### GIVEN REQUEST:
Write out the entire listing below exactly, with the pictures left out.

(Records from a data collection)
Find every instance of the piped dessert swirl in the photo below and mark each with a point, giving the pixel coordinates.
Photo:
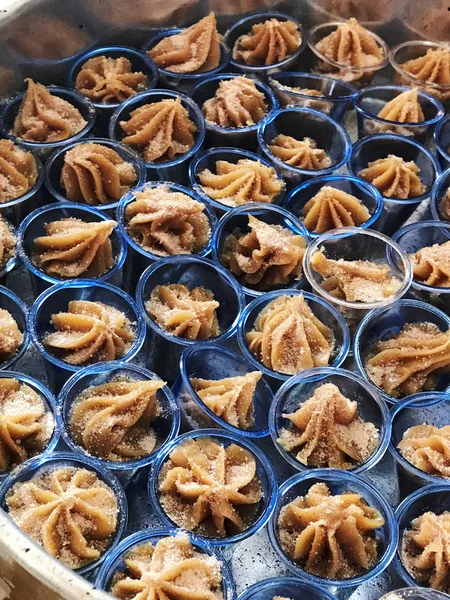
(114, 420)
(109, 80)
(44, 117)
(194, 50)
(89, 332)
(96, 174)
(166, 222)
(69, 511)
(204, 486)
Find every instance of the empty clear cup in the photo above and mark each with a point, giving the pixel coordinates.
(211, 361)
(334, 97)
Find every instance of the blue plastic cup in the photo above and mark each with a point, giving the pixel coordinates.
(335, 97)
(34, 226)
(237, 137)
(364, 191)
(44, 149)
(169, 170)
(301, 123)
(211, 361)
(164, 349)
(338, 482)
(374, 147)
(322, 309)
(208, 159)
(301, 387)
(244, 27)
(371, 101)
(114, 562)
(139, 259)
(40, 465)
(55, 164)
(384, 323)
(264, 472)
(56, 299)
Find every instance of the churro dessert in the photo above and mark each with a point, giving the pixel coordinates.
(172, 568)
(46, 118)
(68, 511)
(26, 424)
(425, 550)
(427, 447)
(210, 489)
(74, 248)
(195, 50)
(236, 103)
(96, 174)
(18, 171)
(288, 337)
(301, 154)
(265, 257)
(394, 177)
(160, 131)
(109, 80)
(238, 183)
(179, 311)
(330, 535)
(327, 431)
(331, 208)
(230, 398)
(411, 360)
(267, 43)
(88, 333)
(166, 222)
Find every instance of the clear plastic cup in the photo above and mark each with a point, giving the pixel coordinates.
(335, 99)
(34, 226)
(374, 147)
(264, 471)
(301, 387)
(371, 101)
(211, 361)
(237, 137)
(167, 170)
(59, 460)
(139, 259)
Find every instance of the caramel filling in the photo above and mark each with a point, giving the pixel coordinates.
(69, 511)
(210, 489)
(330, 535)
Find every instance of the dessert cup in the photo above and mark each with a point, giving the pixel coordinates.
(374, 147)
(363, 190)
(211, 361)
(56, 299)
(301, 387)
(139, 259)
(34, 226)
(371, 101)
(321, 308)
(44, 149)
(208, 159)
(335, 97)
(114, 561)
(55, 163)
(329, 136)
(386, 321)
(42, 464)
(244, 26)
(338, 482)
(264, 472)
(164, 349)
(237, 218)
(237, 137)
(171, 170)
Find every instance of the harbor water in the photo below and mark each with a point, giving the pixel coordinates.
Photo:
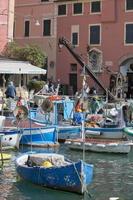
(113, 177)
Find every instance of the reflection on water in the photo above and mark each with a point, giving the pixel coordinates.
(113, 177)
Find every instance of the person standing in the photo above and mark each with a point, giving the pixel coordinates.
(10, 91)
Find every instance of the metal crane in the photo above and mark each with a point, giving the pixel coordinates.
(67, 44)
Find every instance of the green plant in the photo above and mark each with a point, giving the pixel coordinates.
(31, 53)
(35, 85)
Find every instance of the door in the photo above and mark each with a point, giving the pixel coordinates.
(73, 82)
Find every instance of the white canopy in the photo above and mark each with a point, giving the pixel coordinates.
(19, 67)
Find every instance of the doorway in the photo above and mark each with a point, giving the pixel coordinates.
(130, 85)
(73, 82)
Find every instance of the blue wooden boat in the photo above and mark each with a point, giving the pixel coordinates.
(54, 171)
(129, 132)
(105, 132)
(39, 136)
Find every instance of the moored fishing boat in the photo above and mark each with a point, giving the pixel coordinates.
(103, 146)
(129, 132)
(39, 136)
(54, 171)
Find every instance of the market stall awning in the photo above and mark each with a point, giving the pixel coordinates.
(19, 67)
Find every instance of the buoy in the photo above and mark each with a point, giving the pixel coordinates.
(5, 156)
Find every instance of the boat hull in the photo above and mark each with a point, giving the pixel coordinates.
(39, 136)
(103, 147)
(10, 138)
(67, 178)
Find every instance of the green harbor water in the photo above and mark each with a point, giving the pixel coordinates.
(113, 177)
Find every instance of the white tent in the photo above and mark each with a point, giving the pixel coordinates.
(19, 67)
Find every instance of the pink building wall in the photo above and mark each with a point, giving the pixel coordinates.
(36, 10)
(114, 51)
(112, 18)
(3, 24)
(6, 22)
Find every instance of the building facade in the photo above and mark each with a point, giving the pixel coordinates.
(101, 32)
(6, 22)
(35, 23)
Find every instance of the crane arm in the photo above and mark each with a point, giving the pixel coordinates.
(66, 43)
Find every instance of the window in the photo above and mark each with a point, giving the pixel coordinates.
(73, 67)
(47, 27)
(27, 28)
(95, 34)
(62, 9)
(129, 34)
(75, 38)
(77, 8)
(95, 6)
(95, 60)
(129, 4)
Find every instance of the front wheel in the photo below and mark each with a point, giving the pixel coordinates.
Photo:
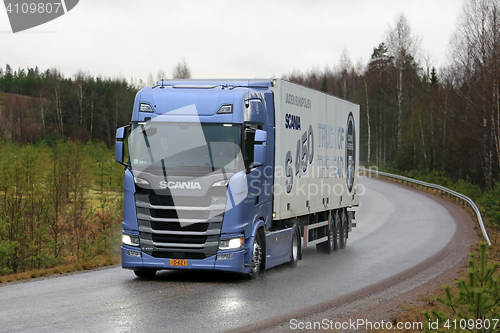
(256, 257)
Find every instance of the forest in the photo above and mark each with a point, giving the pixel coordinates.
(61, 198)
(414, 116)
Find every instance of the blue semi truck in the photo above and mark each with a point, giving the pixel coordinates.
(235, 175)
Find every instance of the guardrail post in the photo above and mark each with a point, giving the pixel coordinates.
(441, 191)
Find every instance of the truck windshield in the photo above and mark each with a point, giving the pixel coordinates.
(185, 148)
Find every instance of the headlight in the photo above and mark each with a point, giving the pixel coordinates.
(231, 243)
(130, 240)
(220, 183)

### REPLY:
Find every instance of the piped dessert swirl in the photo below and mark each with a point, giving the pixel coordinates.
Photo:
(114, 420)
(109, 80)
(44, 117)
(194, 50)
(89, 332)
(96, 174)
(166, 222)
(69, 511)
(204, 486)
Find every instance of the empty clear cup in the photo above and mark each with a point, giving the pixel coordinates.
(211, 361)
(334, 97)
Find every instance of the blue plastic cup in the photo above and mark each with a point, giving the pixel coordinates.
(335, 97)
(34, 226)
(237, 137)
(364, 191)
(44, 149)
(169, 170)
(301, 123)
(211, 361)
(164, 349)
(338, 482)
(374, 147)
(322, 309)
(208, 159)
(301, 387)
(244, 27)
(371, 101)
(114, 562)
(139, 259)
(40, 465)
(55, 164)
(384, 323)
(264, 472)
(56, 299)
Find every instance of the churro dessert in the photo above and mark each with a point, giving the pixel coordinates.
(172, 568)
(46, 118)
(68, 511)
(26, 424)
(425, 550)
(427, 447)
(210, 489)
(74, 248)
(195, 50)
(236, 103)
(96, 174)
(18, 171)
(288, 337)
(301, 154)
(265, 257)
(394, 177)
(160, 131)
(109, 80)
(238, 183)
(179, 311)
(330, 535)
(327, 431)
(331, 208)
(230, 398)
(411, 360)
(267, 43)
(88, 333)
(166, 222)
Find every instance of the clear plastic cup in the photo above and mark each with a point, giving the pixel coordinates.
(335, 99)
(34, 226)
(374, 147)
(264, 471)
(301, 387)
(371, 101)
(211, 361)
(237, 137)
(167, 170)
(59, 460)
(139, 259)
Find every instance of the caramel filling in the photo above and mark each with a point, giving the pixel coordinates.
(69, 511)
(210, 489)
(330, 535)
Find every instance of the dessert cup in the photo above and mark each with a point, giving the pixel coordinates.
(374, 147)
(363, 190)
(211, 361)
(56, 299)
(301, 387)
(139, 259)
(34, 226)
(371, 101)
(321, 308)
(44, 149)
(208, 159)
(335, 97)
(114, 561)
(55, 163)
(329, 136)
(386, 321)
(42, 464)
(244, 26)
(338, 482)
(264, 472)
(164, 349)
(237, 218)
(237, 137)
(171, 170)
Find every instance of the harbor water in the photo below and mark each with a point, giving the pixel coordinates.
Photo:
(113, 177)
Find every instance of the reflection on water in the photo above and mark each with a point, giving the pixel coordinates.
(113, 177)
Find every instance of the person standing in the photo above and mark each with a point, giving the pixel coordinates.
(10, 91)
Find every instance of the metal crane in the photo above and mark each with a point, giving the pixel coordinates.
(67, 44)
Find every instance of the green plant in the photo above and mark each with a point, giving the pixel coordinates.
(31, 53)
(35, 85)
Find every instance of the door in the photo above and mark each with a point, giving the pixel coordinates.
(73, 82)
Find every instance of the white canopy in the photo above and mark each with a point, giving the pixel coordinates.
(19, 67)
Find every instance of the doorway in the photo above and mark each with a point, giving the pixel coordinates.
(130, 85)
(73, 82)
Find every instance of the blue wooden boat in the photo above and mark each with a point, giving the pixel coordinates.
(54, 171)
(129, 132)
(105, 132)
(39, 136)
Find every instance of the moored fishing boat in the photo above and mark each with a point, giving the pixel coordinates.
(103, 146)
(129, 132)
(39, 136)
(54, 171)
Find every instance of the market stall awning in the photo above and mark each with a point, giving the pixel coordinates.
(19, 67)
Find every instance of the buoy in the photo above and mark each with a point, giving the pixel coordinates.
(5, 156)
Find every instance of the boat hull in the photo above and mark each with a point, giving the pixel coordinates.
(39, 136)
(103, 147)
(10, 138)
(67, 178)
Find every instance of the green harbor water in the photo above and mark each with a point, giving the pixel coordinates.
(113, 177)
Find every instance of the white tent in the photo above and mark each with a point, giving the pixel coordinates.
(19, 67)
Find every instance of the pink building wall in the photo above and mark each with a point, giving the pixel coordinates.
(36, 10)
(114, 51)
(112, 18)
(3, 24)
(6, 22)
Find every instance of the building facade in the photo above and mark each with a point, giving the pixel coordinates.
(101, 32)
(6, 22)
(35, 23)
Find every instance of the crane arm in the photo above and mark each with a point, giving the pixel coordinates.
(66, 43)
Find every instance of the window in the photo above and mark each with a point, giving the pixel coordinates.
(73, 67)
(47, 27)
(27, 28)
(95, 34)
(62, 9)
(129, 34)
(75, 38)
(77, 8)
(95, 6)
(95, 60)
(129, 4)
Find every instance of the front wheel in the photo below and mark each with a point, giving the pixel coordinates.
Photo:
(256, 257)
Find every instance of the forest in the photo above and mark each with a point, giving the pixel coordinates.
(61, 198)
(414, 116)
Find every instance of the blue semi truck in the photo above and mark each with a point, giving the pixel coordinates.
(235, 175)
Find every instance of the guardrail post in the photo above and mark each with a point, giving the pixel coordinates.
(441, 191)
Find every instance of the truck windshield in the photo above and mark each with a point, giving the pixel coordinates.
(185, 148)
Find every instance of the headlight in the photo above and mark each with a point, giving the pixel coordinates.
(231, 243)
(130, 240)
(220, 183)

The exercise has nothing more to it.